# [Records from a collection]
§

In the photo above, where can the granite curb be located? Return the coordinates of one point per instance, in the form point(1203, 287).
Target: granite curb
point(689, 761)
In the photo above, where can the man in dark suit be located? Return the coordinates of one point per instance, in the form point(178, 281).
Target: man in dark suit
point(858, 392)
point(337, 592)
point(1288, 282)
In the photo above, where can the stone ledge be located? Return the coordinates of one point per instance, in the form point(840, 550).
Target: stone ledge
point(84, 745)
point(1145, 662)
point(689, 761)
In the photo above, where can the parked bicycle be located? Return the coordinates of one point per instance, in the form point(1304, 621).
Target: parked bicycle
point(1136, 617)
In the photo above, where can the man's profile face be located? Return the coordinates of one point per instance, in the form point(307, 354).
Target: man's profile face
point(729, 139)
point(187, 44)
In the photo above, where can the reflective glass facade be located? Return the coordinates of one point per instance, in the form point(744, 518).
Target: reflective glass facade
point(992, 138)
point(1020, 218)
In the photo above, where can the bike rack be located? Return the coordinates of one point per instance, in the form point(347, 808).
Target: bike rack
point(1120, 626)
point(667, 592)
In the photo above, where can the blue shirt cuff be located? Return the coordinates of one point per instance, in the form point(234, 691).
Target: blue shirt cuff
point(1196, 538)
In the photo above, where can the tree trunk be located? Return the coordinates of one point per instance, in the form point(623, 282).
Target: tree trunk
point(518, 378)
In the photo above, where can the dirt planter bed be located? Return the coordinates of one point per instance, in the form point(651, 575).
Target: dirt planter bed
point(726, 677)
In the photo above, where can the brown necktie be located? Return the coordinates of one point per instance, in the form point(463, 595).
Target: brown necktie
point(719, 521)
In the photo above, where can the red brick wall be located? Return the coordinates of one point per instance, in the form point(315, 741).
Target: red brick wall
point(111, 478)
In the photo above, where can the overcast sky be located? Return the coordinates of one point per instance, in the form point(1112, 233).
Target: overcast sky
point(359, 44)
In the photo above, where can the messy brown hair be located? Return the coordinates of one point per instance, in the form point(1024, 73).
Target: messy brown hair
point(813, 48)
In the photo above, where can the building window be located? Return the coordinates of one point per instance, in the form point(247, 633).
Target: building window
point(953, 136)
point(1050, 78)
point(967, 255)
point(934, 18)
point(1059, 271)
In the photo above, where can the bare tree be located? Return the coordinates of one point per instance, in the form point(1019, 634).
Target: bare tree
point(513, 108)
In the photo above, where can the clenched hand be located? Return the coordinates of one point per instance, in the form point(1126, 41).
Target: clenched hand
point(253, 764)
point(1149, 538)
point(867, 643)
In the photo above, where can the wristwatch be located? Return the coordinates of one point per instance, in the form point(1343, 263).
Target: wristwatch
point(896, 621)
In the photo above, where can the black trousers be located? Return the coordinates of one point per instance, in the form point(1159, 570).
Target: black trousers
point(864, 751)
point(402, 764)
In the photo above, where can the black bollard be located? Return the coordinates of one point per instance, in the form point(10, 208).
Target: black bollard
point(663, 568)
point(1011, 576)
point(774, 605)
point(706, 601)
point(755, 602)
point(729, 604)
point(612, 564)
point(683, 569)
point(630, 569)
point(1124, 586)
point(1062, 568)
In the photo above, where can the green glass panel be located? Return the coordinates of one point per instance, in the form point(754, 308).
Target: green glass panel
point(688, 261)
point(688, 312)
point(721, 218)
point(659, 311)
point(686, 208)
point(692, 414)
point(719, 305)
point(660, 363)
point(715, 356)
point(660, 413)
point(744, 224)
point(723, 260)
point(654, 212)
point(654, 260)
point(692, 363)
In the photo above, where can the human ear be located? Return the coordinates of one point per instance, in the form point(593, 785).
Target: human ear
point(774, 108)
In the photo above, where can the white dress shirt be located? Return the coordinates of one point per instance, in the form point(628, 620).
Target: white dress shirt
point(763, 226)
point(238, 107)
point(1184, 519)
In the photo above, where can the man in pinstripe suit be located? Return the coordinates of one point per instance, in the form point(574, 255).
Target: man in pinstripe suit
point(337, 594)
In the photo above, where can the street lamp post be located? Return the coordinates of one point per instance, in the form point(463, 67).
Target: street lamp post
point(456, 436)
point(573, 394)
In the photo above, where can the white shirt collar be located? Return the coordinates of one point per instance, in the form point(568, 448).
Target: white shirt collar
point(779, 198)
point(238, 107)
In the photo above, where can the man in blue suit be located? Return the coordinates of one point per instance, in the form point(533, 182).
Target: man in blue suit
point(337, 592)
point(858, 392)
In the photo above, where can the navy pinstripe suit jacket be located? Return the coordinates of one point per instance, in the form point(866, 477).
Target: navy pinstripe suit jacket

§

# [YOUR TASK]
Reproduce all records exactly, without omissions.

# [REPLY]
In the photo above, where can the granite curb be located? Return the coordinates of one point per instance, in the form point(1203, 287).
Target: granite curb
point(689, 761)
In the photo above, where can the man in dark suit be located? Return the coordinates of one point per instance, in the form point(178, 281).
Target: man in dark suit
point(858, 392)
point(337, 592)
point(1288, 282)
In the photo above, where can the stone ledge be located? Return the coordinates of one point per instance, in the form point(840, 550).
Target: stone ledge
point(84, 745)
point(1145, 662)
point(689, 761)
In the photo above, where can the parked bicycle be located? Return the coordinates of one point per instance, in the form point(1304, 621).
Target: parked bicycle
point(1136, 617)
In the photo above, where can the man's profile face be located? Return the coordinates of one point per instance, in the form point(307, 354).
Target: man's profile face
point(729, 139)
point(187, 44)
In the photo above, where can the reflective glass facade be located? Return the coordinates of one point per instance, in the form point(744, 518).
Target: reflective glass facade
point(992, 138)
point(1020, 218)
In the photo above, where can the bike rack be located? Return the coordinates of one point per instance, in the form point(347, 808).
Target: bike rack
point(1120, 626)
point(667, 592)
In the photo above, where can the blue shirt cuff be located? Return the coordinates of one point per instance, in the form point(234, 691).
Target: blue shirt cuff
point(1196, 538)
In the photo above, where can the tree trunk be located? Return the coordinates of one point per instance, in the form point(623, 282).
Target: tree trunk
point(518, 378)
In the photo above, where can the dirt planter bed be located? Return the coordinates of one point per instance, in the form point(651, 575).
Target: dirt planter bed
point(726, 677)
In the photo above, where can the brown necktie be located? Return the coordinates of one point per instance, in the form point(463, 595).
Target: brown necktie
point(719, 521)
In the photo above, where can the red brick wall be located? Return the coordinates of one point per instance, in the form point(315, 741).
Target: red brick wall
point(111, 478)
In the photo above, where can the overcast sky be located? Return the coordinates of one point per instance, in the form point(1112, 233).
Target: overcast sky
point(359, 44)
In the photo above, where can the messy brown hair be located? Return the coordinates of one point per instance, in the form point(1024, 73).
Target: messy brown hair
point(813, 48)
In the photo above, where can the building window be located? Return the coordinates of one point per instance, in the form point(247, 633).
Target: building window
point(953, 136)
point(1050, 78)
point(967, 255)
point(934, 18)
point(1059, 271)
In the photo above, where can the bare tree be located? Return the coordinates of one point per instance, in the form point(1019, 634).
Target: bare tree
point(513, 108)
In the photo above, where can the clenched hand be located? Return the coordinates of one point per instance, in the form point(1126, 41).
Target: clenched hand
point(253, 764)
point(1149, 538)
point(867, 643)
In the photo above, where can the wristwatch be located? Return the coordinates of one point per instance, in the form point(1343, 263).
Target: wristwatch
point(896, 621)
In the photo above, where can the black trousers be located? Return the coordinates of one point per instance, in the form point(1159, 570).
Target: black trousers
point(864, 751)
point(402, 764)
In the photo above, where can the black bollard be located? Return the coordinates of one point per instance, in the form point(10, 208).
Target: black bollard
point(663, 568)
point(1011, 576)
point(774, 605)
point(706, 601)
point(755, 602)
point(729, 604)
point(612, 564)
point(683, 569)
point(630, 569)
point(1124, 586)
point(1062, 568)
In the photo above, where can the green glass panel be located? Return the coordinates of one point per instance, in the form point(754, 308).
Target: green glass panel
point(688, 261)
point(688, 312)
point(721, 218)
point(659, 311)
point(686, 208)
point(692, 414)
point(719, 305)
point(660, 363)
point(715, 356)
point(660, 413)
point(744, 224)
point(723, 260)
point(654, 212)
point(654, 260)
point(692, 363)
In the photo above, where can the human ear be located? Return the coordinates of one point per instance, in the form point(593, 785).
Target: human ear
point(774, 108)
In the photo above, where can the white dress shirt be located? Return the coordinates of one point per instance, in the form point(628, 620).
Target: white dress shirt
point(763, 226)
point(238, 107)
point(1184, 519)
In the photo above, where can the man in pinstripe suit be located? Return the coordinates of one point per instance, in the form point(574, 255).
Target: man in pinstripe suit
point(337, 594)
In the photo above, where can the street lamp post be located? Return the coordinates of one point per instance, in the form point(463, 67).
Target: street lamp post
point(456, 436)
point(573, 394)
In the photo above, where can the white shirt collar be located? Return the coordinates of one point per instance, in the form point(568, 448).
Target: white shirt collar
point(779, 198)
point(238, 107)
In the photo above, where can the man in blue suit be located? Return the coordinates of one point per instance, in the form point(533, 182).
Target: man in blue suit
point(337, 592)
point(858, 392)
In the photo above, where can the navy pinstripe suit jacket be located? Return the coordinates of one point per instance, in the form point(866, 477).
Target: navy pinstripe suit jacket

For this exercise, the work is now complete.